*Task*
Transcribe the material in full, exactly as written.
________________________________________
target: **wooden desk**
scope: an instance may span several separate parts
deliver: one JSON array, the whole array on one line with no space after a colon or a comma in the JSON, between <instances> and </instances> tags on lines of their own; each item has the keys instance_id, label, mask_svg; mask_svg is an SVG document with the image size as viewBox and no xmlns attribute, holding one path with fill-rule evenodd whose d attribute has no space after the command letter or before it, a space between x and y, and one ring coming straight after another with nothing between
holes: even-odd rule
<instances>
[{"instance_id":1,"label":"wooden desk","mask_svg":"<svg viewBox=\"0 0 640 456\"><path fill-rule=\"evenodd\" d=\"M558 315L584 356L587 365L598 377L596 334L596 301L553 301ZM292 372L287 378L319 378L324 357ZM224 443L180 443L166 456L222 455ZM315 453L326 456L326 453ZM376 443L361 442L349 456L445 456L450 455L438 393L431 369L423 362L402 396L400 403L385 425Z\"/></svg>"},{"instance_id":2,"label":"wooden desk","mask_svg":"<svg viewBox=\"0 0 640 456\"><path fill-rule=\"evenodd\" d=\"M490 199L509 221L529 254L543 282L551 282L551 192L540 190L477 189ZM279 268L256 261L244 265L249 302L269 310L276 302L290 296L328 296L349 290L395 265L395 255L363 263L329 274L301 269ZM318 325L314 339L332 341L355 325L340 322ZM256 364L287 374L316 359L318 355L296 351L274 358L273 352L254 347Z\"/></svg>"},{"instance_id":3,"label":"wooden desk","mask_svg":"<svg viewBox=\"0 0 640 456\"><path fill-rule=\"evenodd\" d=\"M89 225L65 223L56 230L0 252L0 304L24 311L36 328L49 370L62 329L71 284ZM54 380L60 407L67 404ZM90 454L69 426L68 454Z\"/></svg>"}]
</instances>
________________________________________
*Result of this exercise*
target: **wooden desk**
scope: an instance may span several separate parts
deliver: one JSON array, the whole array on one line with no space after a colon or a comma in the JSON, between <instances> and </instances> tags on lines of their own; each item has the keys instance_id, label, mask_svg; mask_svg is an SVG document with the image size as viewBox and no xmlns attribute, holding one path with fill-rule evenodd whose d attribute has no space after the command letter or before it, a space between x and y, and one ring coming straight after another with nothing between
holes: even-odd rule
<instances>
[{"instance_id":1,"label":"wooden desk","mask_svg":"<svg viewBox=\"0 0 640 456\"><path fill-rule=\"evenodd\" d=\"M558 315L584 356L587 365L598 377L596 334L596 301L553 301ZM292 372L287 378L319 378L324 357ZM224 443L180 443L166 456L222 455ZM315 453L326 456L326 453ZM376 443L361 442L349 456L445 456L450 455L438 393L431 369L423 362L402 396L400 403L385 425Z\"/></svg>"},{"instance_id":2,"label":"wooden desk","mask_svg":"<svg viewBox=\"0 0 640 456\"><path fill-rule=\"evenodd\" d=\"M490 199L509 221L529 254L543 282L551 282L551 192L540 190L477 189ZM279 268L256 261L244 265L249 302L269 310L276 302L290 296L328 296L349 290L395 265L395 255L363 263L329 274L301 269ZM318 325L314 339L332 341L355 325L340 322ZM256 364L287 374L316 359L318 355L296 351L274 358L273 352L254 347Z\"/></svg>"},{"instance_id":3,"label":"wooden desk","mask_svg":"<svg viewBox=\"0 0 640 456\"><path fill-rule=\"evenodd\" d=\"M89 225L65 223L56 230L0 252L0 304L24 311L36 328L49 370L62 329L71 284ZM54 380L60 407L67 404ZM90 454L69 426L68 454Z\"/></svg>"}]
</instances>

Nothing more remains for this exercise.